Source →
***
Branding: Building a Brand

Today I went to a lecture at the California Market Center in LA.  They are hosting the LA International Textile Show this week.  The event is a 3 day exhibiting show with fabric/textile vendors from around the world and includes several lecture series.  I will be moving into a fabric series soon but I wanted to share a bit about a lecture I went to today hosted by FBI.  A non-profit resource to help businesses in the fashion industry.

12:30p-1:45p FASHION BUSINESS INC (FBI) Building a BRAND, Market Niche & Brand Protection Issues Including Sales from Ground Zero

One of the speakers was Alicia from Stop Staring.  A very successful womans line that is now carried in over 1000 boutiques and worn by many celebrities.  Alicia shared her story of how she built her brand.  She started sewing all of her own garments and really worked on a good fit and created a niche style.  She shared how while she wanted her business to grow her focus was always on her product and making sure it was the best fit it could be.  Her line grew more and more popular because of this.  She never borrowed money and she grew at a healthy pace.  It took 14 years to get where she is today.
***
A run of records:
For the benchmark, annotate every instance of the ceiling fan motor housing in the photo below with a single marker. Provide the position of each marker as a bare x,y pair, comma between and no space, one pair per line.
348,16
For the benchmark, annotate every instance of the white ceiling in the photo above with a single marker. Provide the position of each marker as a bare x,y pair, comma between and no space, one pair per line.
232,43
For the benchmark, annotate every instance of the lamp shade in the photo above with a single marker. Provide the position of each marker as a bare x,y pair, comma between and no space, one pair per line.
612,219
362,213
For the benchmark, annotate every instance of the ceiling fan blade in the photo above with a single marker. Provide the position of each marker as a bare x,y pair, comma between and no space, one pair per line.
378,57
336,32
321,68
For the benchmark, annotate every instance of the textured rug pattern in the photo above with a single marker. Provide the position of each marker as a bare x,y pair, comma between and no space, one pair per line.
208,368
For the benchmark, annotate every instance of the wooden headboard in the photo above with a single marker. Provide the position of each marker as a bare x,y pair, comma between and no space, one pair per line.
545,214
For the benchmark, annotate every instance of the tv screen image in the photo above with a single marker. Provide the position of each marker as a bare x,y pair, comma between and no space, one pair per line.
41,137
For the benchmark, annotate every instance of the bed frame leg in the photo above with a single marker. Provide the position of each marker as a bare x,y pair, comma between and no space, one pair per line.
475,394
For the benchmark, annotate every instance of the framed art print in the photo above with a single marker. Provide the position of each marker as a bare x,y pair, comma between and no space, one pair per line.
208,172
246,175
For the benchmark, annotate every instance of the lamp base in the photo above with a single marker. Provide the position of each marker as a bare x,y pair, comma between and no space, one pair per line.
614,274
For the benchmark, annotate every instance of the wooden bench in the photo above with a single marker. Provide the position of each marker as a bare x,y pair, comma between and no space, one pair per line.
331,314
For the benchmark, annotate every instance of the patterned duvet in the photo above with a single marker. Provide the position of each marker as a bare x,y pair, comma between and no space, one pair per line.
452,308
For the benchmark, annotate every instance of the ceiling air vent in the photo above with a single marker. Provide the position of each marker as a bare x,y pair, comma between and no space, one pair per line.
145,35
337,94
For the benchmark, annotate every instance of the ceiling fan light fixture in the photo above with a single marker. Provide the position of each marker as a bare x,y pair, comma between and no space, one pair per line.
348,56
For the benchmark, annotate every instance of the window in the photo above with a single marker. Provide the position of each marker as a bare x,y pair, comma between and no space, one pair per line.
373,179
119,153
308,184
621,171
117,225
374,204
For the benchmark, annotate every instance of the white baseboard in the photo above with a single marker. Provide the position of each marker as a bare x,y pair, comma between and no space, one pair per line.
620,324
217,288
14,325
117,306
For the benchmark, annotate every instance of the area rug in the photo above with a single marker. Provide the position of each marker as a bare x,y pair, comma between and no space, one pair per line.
***
List of tasks →
1. In the branding post, how many years did it take Alicia to get where she is today?
2. Swap "boutiques" for "stores" in the stretch of the branding post from "One of the speakers" through "she is today.", and write out that stretch.

The solutions →
1. 14 years

2.
One of the speakers was Alicia from Stop Staring.  A very successful womans line that is now carried in over 1000 stores and worn by many celebrities.  Alicia shared her story of how she built her brand.  She started sewing all of her own garments and really worked on a good fit and created a niche style.  She shared how while she wanted her business to grow her focus was always on her product and making sure it was the best fit it could be.  Her line grew more and more popular because of this.  She never borrowed money and she grew at a healthy pace.  It took 14 years to get where she is today.